EXERCISE AIM
Extract the complete data exactly as given.

★ ★ ★ ★ ★

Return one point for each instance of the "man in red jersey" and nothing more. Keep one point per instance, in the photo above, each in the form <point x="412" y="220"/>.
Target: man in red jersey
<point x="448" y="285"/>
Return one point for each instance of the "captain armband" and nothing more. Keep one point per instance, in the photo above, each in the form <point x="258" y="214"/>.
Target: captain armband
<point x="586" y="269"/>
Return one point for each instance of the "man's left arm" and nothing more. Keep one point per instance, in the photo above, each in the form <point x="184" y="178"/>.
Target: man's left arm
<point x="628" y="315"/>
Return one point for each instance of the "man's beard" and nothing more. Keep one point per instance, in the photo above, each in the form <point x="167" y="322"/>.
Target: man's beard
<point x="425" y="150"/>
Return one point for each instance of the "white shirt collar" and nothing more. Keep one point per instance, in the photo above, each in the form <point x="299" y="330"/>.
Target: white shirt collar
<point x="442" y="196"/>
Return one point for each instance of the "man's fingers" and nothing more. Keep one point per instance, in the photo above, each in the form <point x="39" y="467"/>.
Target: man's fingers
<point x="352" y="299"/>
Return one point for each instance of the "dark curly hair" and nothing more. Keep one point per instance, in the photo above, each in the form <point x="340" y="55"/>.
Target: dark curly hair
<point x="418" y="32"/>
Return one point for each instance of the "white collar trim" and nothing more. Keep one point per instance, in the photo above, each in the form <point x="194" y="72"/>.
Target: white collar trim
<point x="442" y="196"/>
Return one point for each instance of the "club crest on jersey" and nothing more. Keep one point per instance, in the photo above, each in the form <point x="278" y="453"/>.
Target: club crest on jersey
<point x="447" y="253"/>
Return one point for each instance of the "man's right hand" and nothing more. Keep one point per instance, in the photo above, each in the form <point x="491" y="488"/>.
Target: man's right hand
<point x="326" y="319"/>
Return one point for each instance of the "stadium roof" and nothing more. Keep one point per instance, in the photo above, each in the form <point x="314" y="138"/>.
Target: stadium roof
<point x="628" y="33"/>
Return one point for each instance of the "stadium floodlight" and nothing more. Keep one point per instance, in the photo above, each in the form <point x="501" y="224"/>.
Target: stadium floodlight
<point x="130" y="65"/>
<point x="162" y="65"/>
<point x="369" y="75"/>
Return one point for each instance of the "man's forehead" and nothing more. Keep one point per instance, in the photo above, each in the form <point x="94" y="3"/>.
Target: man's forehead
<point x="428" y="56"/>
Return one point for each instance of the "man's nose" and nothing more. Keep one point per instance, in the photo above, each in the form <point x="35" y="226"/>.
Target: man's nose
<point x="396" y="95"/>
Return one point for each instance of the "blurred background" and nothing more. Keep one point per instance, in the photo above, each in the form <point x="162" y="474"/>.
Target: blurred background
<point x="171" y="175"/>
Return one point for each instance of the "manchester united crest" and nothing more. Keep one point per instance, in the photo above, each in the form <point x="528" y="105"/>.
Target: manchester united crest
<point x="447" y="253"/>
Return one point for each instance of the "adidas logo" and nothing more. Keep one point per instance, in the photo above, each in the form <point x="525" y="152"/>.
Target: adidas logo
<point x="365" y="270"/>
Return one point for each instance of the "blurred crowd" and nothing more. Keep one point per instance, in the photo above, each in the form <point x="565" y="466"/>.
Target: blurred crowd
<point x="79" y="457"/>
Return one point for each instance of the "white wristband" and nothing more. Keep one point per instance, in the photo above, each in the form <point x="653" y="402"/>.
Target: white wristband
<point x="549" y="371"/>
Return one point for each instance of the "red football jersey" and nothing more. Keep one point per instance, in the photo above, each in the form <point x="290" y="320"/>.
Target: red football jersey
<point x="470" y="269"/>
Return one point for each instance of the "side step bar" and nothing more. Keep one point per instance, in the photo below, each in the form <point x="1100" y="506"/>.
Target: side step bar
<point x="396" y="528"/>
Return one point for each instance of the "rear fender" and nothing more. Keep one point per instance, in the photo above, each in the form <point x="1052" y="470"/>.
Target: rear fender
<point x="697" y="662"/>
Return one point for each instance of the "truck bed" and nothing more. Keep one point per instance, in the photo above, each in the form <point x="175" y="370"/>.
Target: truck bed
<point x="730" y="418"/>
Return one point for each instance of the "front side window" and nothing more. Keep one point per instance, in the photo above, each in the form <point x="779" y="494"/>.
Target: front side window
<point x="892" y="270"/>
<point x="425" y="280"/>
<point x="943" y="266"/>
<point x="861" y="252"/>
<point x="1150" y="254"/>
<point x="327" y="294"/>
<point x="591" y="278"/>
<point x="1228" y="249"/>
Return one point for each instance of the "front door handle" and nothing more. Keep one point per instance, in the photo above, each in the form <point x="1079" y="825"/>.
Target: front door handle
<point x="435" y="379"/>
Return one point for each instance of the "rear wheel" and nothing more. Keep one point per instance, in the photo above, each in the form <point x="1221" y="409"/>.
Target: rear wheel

★ ★ ★ ★ ★

TASK RESULT
Return one point for each instance of the "man in red jersey" and nothing more. Keep one point per instance, in the photo above, each in the form <point x="412" y="220"/>.
Target: man in red jersey
<point x="448" y="285"/>
Return one point for each instance of the "captain armband" and nothing more. Keep one point per instance, in the photo above, each in the form <point x="258" y="214"/>.
Target: captain armband
<point x="586" y="269"/>
Return one point for each instance of the "man's left arm" and nothing more. Keep one point per instance, in the photo above, each in the form <point x="184" y="178"/>.
Target: man's left arm
<point x="628" y="315"/>
Return one point for each instance of the "man's beard" and nothing more. Keep one point per instance, in the photo above, each in the form <point x="167" y="322"/>.
Target: man's beard
<point x="425" y="150"/>
Return one point for each instance of the "white shirt collar" and nothing more. Keep one point per instance, in the photo above, each in the form <point x="299" y="330"/>.
Target: white shirt collar
<point x="442" y="196"/>
Return one point for each instance of the "man's fingers" and nothing more. Keep one point per instance, in the photo above, each in the form <point x="39" y="467"/>.
Target: man's fingers
<point x="352" y="299"/>
Return one point for each instance of the "dark curly hair" and nothing more. Keep one point per instance, in the photo above, each in the form <point x="340" y="55"/>.
Target: dark curly hair
<point x="418" y="32"/>
Return one point for each instance of the "white collar trim" and nothing more. Keep one point per instance, in the photo above, each in the form <point x="194" y="72"/>.
Target: white collar trim
<point x="442" y="196"/>
Return one point for each instance of the "club crest on jersey" and nothing more. Keep one point per instance, in the photo above, each in the form <point x="278" y="453"/>.
Target: club crest on jersey
<point x="447" y="253"/>
Return one point for each instance of the "man's right hand" and nothing more. Keep one point per instance, in the photo above, each in the form <point x="491" y="488"/>.
Target: man's right hand
<point x="326" y="319"/>
Return one point for each instance of the "stadium roof" and nothing more. Keep one point per instance, in the photo above, each in the form <point x="314" y="138"/>.
Target: stadium roof
<point x="628" y="33"/>
Return one point for each instance of the "stadium floodlight" and nothing more. Keep one point per instance, in the photo above, each in the form <point x="501" y="224"/>.
Target: stadium floodlight
<point x="130" y="65"/>
<point x="162" y="65"/>
<point x="369" y="75"/>
Return one point for each instance of the "man's forehead" and nothing more. Keep one point per instance, in the photo above, each in the form <point x="94" y="3"/>.
Target: man's forehead
<point x="428" y="56"/>
Return one point for each instance of the "man's nose" and nothing more. Keep one point per instance, in the photo above, each in the form <point x="35" y="226"/>.
Target: man's nose
<point x="396" y="95"/>
Return one point for each instance of the "blurred background" and nothing more. Keep one point per instance, in the photo above, each in the form <point x="162" y="474"/>.
Target: blurred background
<point x="171" y="175"/>
Return one point for each instance of the "manchester united crest" and nothing more. Keep one point per instance, in the photo above, each in the form <point x="528" y="105"/>.
Target: manchester united crest
<point x="447" y="253"/>
Return one point for each instance of the "adidas logo" and nothing more. Keep one point per instance, in the photo above, each in the form <point x="525" y="152"/>.
Target: adidas logo
<point x="365" y="270"/>
Return one point for each instance of the "blurred crowd" and nothing more. Keep one point per instance, in the photo above, each in the form <point x="565" y="466"/>.
Target: blurred crowd
<point x="79" y="457"/>
Return one point for each instance of the "white wristband" and nothing more. Keep one point per instance, in the photo above, each in the form <point x="653" y="402"/>.
Target: white wristband
<point x="549" y="371"/>
Return one point for each instance of the "red football jersey" and nothing more. Keep one point per instance, in the photo above, each in the form <point x="290" y="320"/>.
Target: red football jersey
<point x="470" y="269"/>
Return one point for each instance of the "side step bar" and nothing more. Keep one point per instance, in the photo below, each in the form <point x="1100" y="506"/>.
Target: side step bar
<point x="396" y="528"/>
Return one point for each instance of the "rear fender" and nothing more. Keep one point per instance, in the photo above, each in the form <point x="1052" y="470"/>.
Target: rear fender
<point x="697" y="662"/>
Return one point for each instance of the "truck bed" and nothing more. Keep one point per instance, in the photo above, each in the form <point x="175" y="370"/>.
Target: truck bed
<point x="730" y="418"/>
Return one point for each instance of the "front side window" and nothing more. Keep one point per instance, in the photo above, each in the form <point x="779" y="494"/>.
Target: front side window
<point x="892" y="270"/>
<point x="425" y="280"/>
<point x="943" y="266"/>
<point x="861" y="252"/>
<point x="1150" y="254"/>
<point x="327" y="294"/>
<point x="591" y="278"/>
<point x="1228" y="249"/>
Return one point for each instance of the "front door handle" and nothing more. Keep one point per instance, in the photo above, each in the form <point x="1079" y="825"/>.
Target: front door handle
<point x="435" y="379"/>
Return one point for each instance of the "rear wheel" and nothing more. Keep one point per instance, in the photo above, each in the form <point x="1221" y="409"/>.
Target: rear wheel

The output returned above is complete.